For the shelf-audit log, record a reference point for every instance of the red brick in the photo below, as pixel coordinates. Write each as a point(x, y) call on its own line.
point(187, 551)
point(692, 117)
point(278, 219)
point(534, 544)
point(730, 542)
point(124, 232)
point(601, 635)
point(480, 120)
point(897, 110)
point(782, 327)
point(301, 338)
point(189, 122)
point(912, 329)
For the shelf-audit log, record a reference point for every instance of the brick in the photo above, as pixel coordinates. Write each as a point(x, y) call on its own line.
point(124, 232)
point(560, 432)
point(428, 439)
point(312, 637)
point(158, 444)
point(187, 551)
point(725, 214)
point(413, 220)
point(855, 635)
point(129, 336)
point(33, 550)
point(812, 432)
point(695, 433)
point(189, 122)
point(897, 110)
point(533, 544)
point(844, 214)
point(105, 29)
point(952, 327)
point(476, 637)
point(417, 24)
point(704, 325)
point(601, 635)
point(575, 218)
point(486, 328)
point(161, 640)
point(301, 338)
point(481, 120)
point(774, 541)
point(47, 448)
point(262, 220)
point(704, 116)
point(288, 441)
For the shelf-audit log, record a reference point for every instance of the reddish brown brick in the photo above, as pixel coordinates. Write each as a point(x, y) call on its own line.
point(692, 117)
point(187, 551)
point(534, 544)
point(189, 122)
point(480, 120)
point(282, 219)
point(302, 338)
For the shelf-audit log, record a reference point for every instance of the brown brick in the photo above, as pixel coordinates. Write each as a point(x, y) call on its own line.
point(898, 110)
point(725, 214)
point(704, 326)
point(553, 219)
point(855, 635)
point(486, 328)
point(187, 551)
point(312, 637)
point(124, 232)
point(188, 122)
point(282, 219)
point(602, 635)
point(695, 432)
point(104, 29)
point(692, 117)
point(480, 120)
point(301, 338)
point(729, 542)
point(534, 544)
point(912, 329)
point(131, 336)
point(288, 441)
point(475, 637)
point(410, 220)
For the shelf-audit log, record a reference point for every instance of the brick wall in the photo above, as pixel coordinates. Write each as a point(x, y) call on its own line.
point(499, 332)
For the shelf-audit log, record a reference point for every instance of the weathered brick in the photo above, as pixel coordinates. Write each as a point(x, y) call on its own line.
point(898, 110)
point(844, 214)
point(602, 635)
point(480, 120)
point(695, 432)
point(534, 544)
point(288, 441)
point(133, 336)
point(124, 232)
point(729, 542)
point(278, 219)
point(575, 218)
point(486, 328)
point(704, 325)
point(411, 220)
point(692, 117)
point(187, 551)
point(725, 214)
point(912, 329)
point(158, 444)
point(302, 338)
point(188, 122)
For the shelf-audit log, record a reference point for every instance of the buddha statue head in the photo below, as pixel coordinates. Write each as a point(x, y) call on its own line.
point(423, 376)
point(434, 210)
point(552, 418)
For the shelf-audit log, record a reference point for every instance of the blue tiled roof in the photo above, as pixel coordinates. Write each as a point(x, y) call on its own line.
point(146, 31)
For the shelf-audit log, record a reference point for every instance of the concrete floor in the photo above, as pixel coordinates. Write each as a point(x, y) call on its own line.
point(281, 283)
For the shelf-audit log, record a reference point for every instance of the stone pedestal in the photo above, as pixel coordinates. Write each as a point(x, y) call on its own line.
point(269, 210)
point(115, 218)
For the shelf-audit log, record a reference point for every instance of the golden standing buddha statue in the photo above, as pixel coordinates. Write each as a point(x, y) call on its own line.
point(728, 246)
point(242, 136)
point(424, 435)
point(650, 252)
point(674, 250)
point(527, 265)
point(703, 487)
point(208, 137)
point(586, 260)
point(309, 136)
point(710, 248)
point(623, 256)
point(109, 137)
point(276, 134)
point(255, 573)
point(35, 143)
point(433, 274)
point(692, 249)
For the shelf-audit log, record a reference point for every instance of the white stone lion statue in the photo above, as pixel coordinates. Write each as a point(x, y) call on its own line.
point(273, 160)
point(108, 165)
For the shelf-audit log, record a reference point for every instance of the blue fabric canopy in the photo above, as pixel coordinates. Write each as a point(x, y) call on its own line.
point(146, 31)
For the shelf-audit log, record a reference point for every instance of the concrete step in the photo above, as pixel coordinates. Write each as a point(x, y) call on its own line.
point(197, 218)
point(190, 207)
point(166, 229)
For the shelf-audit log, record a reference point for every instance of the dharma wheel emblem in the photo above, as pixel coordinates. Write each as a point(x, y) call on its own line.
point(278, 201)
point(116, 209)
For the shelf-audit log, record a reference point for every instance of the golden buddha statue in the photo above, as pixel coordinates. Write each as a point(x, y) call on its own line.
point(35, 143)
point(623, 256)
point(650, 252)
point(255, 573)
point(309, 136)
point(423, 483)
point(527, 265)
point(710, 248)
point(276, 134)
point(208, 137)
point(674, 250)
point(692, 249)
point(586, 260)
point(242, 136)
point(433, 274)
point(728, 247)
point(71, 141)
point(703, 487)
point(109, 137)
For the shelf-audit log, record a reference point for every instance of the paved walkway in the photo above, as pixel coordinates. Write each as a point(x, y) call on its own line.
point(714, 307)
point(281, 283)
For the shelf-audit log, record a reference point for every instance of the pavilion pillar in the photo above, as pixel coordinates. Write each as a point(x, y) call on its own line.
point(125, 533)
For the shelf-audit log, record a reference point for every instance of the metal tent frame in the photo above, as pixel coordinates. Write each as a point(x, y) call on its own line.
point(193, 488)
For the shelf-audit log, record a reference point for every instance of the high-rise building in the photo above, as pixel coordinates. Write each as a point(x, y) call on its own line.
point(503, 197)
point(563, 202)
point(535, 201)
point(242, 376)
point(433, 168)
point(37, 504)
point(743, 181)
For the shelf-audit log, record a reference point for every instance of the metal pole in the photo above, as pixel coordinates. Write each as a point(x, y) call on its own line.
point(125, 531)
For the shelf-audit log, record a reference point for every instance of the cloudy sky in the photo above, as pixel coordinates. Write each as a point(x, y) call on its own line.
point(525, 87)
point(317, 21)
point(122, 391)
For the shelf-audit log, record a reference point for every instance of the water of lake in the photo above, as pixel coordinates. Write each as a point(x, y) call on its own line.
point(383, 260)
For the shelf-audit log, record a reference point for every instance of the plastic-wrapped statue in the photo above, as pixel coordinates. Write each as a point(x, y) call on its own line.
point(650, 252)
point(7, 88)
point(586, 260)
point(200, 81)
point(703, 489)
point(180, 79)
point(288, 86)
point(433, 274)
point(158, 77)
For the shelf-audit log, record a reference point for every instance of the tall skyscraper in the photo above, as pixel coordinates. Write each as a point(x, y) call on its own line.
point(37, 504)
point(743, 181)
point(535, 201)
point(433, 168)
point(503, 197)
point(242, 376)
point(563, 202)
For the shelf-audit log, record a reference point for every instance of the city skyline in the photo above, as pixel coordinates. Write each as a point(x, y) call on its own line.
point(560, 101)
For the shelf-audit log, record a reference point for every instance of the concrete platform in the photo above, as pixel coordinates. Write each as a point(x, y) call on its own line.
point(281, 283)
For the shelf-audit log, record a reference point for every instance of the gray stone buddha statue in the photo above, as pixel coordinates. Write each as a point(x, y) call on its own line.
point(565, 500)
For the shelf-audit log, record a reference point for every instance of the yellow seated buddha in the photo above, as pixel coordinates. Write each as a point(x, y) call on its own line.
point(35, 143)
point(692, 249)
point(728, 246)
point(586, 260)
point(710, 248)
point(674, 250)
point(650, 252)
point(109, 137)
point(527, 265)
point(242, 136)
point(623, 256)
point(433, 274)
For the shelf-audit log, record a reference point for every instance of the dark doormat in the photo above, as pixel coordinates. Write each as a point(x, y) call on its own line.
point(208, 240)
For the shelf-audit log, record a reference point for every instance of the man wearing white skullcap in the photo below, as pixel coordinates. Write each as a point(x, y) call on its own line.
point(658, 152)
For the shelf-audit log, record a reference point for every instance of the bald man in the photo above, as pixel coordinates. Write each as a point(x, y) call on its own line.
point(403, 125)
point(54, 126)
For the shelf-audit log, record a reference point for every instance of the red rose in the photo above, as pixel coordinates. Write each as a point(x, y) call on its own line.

--- Task goal ---
Only the lines from the one with "of the dark" to the end of the entries above belong in your answer. Retype them exactly.

--- Solved exercise ---
For the shelf-audit log, record a reference point for every instance of the dark doormat in the photo above, as pixel coordinates. Write each as a point(x, y) call on its own line.
point(208, 240)
For the shelf-audit log, record a reference point for every instance of the man wearing white skullcap in the photo below, as pixel coordinates. Write each as a point(x, y) call on its own line.
point(658, 152)
For the shelf-audit log, record a reference point for every instance of the bald man in the photo above, as pixel coordinates. Write each as a point(x, y) call on its own line.
point(403, 125)
point(54, 126)
For the shelf-audit log, record a reference point for every instance of the red rose in the photo above, as pixel coordinates. Write each as a point(x, y) call on its own line.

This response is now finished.